==== Passage to read

Before bed, practice the 'Balance Review.' Ask yourself: 'Did I eat in balance today - neither too much nor too little?' 'Am I going to sleep at a time that allows adequate rest without excess?' 'Did I honor my body today as a partner rather than fighting it as an enemy?' If you were imbalanced today - overate, slept too much last night, stayed up too late - don't judge yourself harshly. Simply acknowledge: 'I was imbalanced. Tomorrow I'll aim closer to the middle.' Then set a specific intention for tomorrow: 'Tomorrow I'll eat a moderate dinner' or 'Tomorrow I'll sleep by 10:30.' The intention, held lightly before sleep, programs the subconscious toward better choices.

Common Questions

But great saints like Ramana Maharshi ate very little and slept only a few hours. If moderation is required for yoga, how did they achieve such heights with such extreme habits?
You're observing their final state, not their path. By the time such beings reach public recognition, their entire physiology has transformed through decades of practice. Their energy no longer comes primarily from food and sleep - they've developed subtle energy systems that most aspirants haven't. More importantly, their 'extreme' habits were not forced disciplines but natural consequences of their state. When the mind is absorbed in the Self, the body's demands genuinely decrease. Ramana didn't force himself to eat little; he simply forgot to eat because his attention was elsewhere. This is radically different from an aspirant forcing the same external behavior while the mind screams for food. For those of us still on the path, the body has not yet transformed. Forcing behaviors appropriate to realized beings onto unrealized bodies creates dysfunction, not progress. Walk the path honestly from where you are, not by imitating the external behavior of those who've completed it.

========

_Work to complete_: Continue the piece on moderation in eating and sleeping for yoga practice from where it ends.

==== Given information

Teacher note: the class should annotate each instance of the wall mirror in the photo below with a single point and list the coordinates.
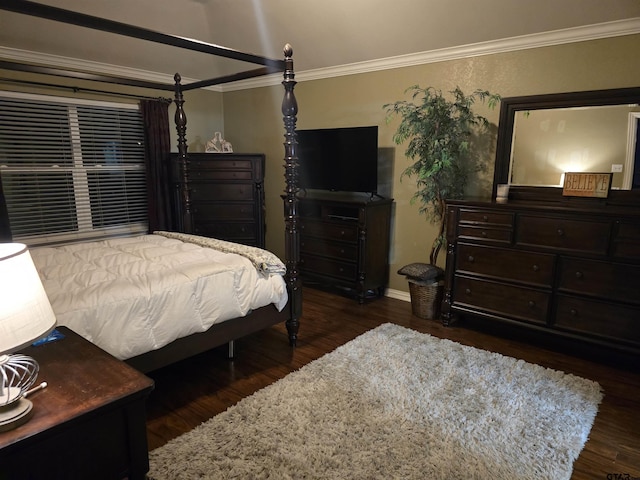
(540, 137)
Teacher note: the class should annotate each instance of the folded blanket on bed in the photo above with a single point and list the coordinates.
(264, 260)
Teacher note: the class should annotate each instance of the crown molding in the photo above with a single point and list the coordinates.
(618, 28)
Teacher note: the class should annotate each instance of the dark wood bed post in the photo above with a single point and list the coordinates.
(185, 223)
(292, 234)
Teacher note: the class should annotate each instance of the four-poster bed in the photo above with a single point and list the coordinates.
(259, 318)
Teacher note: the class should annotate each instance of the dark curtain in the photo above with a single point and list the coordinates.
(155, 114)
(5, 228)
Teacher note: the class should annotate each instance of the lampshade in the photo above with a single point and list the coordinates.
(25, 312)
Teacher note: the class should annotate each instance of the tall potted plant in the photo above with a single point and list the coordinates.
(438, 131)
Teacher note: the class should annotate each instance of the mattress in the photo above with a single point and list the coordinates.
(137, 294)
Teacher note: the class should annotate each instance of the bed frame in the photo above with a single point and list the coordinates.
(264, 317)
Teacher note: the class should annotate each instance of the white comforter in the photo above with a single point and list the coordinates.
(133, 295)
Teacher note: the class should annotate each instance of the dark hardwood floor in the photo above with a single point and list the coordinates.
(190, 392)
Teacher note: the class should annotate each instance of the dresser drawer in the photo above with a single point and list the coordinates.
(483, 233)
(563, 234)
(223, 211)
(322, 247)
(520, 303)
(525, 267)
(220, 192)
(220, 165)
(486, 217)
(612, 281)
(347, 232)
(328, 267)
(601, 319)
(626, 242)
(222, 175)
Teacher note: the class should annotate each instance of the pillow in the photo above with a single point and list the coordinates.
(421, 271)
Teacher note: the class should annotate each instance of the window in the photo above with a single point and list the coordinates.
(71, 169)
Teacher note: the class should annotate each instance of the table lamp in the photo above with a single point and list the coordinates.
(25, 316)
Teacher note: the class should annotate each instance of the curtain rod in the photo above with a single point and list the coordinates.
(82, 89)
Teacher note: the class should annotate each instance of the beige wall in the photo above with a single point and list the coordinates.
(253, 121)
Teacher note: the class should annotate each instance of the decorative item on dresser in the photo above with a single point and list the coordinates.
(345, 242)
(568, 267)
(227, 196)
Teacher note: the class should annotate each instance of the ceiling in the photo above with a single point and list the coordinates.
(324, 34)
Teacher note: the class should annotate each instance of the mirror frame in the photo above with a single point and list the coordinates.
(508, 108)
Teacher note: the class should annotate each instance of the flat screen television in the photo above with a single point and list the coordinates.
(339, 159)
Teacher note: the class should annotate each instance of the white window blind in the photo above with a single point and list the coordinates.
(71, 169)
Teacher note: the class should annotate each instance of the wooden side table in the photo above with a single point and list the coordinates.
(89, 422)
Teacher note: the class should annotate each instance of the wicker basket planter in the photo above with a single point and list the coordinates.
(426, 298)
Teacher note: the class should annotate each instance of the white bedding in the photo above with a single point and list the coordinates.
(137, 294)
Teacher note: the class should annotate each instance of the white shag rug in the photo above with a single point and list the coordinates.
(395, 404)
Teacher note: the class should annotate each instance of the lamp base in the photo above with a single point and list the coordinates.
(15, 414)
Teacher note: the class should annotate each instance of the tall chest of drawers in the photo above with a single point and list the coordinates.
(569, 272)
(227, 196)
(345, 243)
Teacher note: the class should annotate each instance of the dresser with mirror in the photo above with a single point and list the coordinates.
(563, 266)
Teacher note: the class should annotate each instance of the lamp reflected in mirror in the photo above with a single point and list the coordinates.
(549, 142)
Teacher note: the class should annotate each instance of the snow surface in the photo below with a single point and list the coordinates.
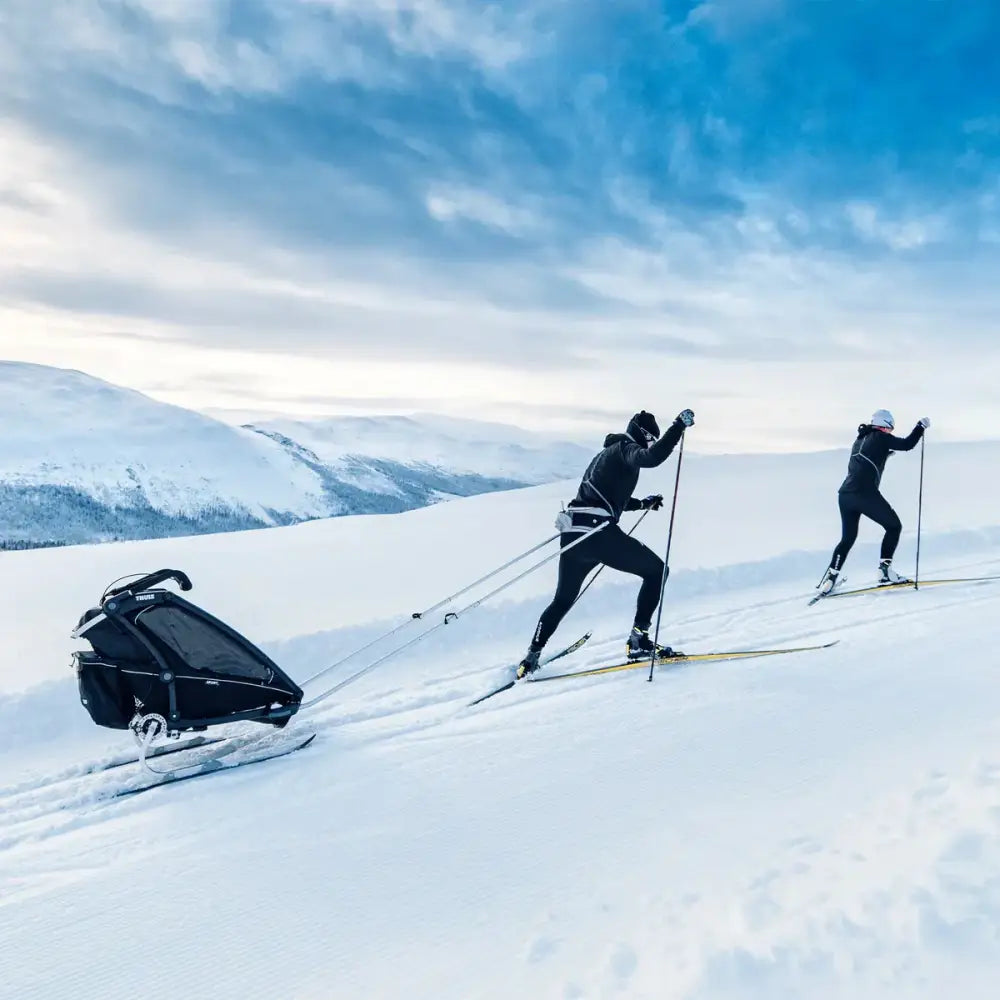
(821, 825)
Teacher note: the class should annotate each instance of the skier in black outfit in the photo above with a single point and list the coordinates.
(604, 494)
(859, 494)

========

_Answer to this task_:
Modern nutrition science says intermittent fasting has health benefits. Isn't Krishna's teaching outdated in this regard?
Krishna is not giving nutrition advice - he's identifying conditions for successful yoga practice. Modern research on intermittent fasting applies to physical health metrics; yoga aims at mental stillness and spiritual realization. These are different goals with different requirements. That said, the principles align more than you might think. Successful intermittent fasting protocols emphasize eating adequate nutrition in the eating window - they don't advocate constant hunger or malnutrition. Similarly, Krishna doesn't forbid any particular eating pattern; he forbids the extremes that prevent yoga. If you can fast intermittently while maintaining the mental clarity, stable energy, and emotional equilibrium needed for deep practice, then your pattern isn't 'excessive fasting' in Krishna's sense. The test isn't the pattern but the result: Does your eating approach support or hinder your ability to do yoga? If fasting makes your mind sharp and light, continue. If it makes you irritable, obsessed with food, or too weak to sit, reconsider. The verse points to results, not rules.
I have the opposite problem - I know I overeat and sleep too much, but I can't seem to change these habits. How does knowing I need moderation help if I can't achieve it?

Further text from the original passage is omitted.